====== Excerpted text

Preached on 2007.02.11
By Sinclair B. Ferguson
OPENING PRAYER:
Our gracious God and Father, how we praise You for the joy of worshipping you. For the marvel of your presence with us. For the ministry of Your Holy Spirit in our hearts. And now we come to listen to your voice in your word. We pray that by Your grace you will speak to us, make us conscious that it is your voice that we hear. Know us and search us we pray. And speak to us the very words that we will then realize we really did need to hear from you, our heavenly Father. And bless our study together for Jesus our Savior’s sake. Amen.
Please be seated,
SCRIPTURE READING:
We are studying together in the Gospel according to John these Sunday mornings. And we've come to John's Gospel chapter five. You’ll find the scripture reading on page 890, of the Pew Bible. It will be a help to you to turn there. It will also be a great help to me as I refer to various parts of this passage if you have the Bible open before you. John's gospel, chapter five. We're going to read the first part of the chapter. Let us hear God's word.
After this there was a feast of the Jews, and Jesus went up to Jerusalem. 2 Now there is in Jerusalem by the Sheep Gate a pool, in Aramaic called Bethesda, which has five roofed colonnades. 3 In these lay a multitude of invalids—blind, lame, and paralyzed. 5 One man was there who had been an invalid for thirty-eight years. 6 When Jesus saw him lying there and knew that he had already been there a long time, he said to him, “Do you want to be healed?” 7 The sick man answered him, “Sir, I have no one to put me into the pool when the water is stirred up, and while I am going another steps down before me.” 8 Jesus said to him, “Get up, take up your bed, and walk.” 9 And at once the man was healed, and he took up his bed and walked.

============
====== Supplied data

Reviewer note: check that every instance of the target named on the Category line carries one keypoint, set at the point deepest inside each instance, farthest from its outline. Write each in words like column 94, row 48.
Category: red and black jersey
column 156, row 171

============

§ Complete the following
a - In the sermon transcript, on what page of the Pew Bible is the scripture reading found?
b - Rewrite the sermon transcript starting with "Preached on 2007.02.11" and going on through "Savior’s sake. Amen.", with "Savior" changed to "Redeemer".

§ Answers to the exercise
a - Page 890

b -
Preached on 2007.02.11
By Sinclair B. Ferguson
OPENING PRAYER:
Our gracious God and Father, how we praise You for the joy of worshipping you. For the marvel of your presence with us. For the ministry of Your Holy Spirit in our hearts. And now we come to listen to your voice in your word. We pray that by Your grace you will speak to us, make us conscious that it is your voice that we hear. Know us and search us we pray. And speak to us the very words that we will then realize we really did need to hear from you, our heavenly Father. And bless our study together for Jesus our Redeemer’s sake. Amen.